## WRITTEN REQUEST
Arrange the lines of the listing as a numbered list, starting with the line containing "task: provide the mask of each instance of the **soldier's" and going through the end of the listing, with blank lines left out.

──────── SOURCE RECORDS ────────

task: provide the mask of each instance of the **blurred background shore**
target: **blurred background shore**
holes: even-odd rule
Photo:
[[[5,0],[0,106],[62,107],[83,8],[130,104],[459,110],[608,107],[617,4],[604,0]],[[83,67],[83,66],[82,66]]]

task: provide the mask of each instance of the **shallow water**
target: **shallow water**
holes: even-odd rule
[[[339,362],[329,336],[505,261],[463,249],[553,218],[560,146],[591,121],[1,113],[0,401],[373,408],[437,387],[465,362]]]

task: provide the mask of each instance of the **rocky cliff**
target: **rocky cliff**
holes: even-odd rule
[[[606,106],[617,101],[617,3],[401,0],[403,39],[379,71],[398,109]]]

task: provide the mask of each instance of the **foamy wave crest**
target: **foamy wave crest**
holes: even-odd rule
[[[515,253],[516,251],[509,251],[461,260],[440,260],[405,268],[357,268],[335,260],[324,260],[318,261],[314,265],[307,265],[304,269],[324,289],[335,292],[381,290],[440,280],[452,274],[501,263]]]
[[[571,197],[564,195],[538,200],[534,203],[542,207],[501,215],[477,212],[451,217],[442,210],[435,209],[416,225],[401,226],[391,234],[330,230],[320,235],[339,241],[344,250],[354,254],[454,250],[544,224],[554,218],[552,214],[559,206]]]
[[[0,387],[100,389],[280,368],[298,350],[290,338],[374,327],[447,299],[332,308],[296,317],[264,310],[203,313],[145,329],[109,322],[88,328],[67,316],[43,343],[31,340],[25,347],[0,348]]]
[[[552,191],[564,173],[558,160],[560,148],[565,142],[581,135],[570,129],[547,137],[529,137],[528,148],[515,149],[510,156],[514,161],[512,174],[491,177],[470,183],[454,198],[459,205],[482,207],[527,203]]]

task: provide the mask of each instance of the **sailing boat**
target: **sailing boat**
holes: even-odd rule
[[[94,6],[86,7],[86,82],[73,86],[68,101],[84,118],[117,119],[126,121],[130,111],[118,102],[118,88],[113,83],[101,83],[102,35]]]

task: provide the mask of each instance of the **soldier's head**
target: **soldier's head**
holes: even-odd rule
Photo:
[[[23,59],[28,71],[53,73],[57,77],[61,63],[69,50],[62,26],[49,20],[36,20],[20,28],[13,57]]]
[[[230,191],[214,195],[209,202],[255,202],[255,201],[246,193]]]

────────

## FINISHED TASK
1. task: provide the mask of each instance of the **soldier's head**
2. target: **soldier's head**
3. holes: even-odd rule
4. Photo:
5. [[[23,59],[28,71],[53,73],[57,77],[61,63],[69,50],[62,26],[49,20],[36,20],[20,28],[13,57]]]
6. [[[230,191],[214,195],[209,202],[255,202],[255,201],[246,193]]]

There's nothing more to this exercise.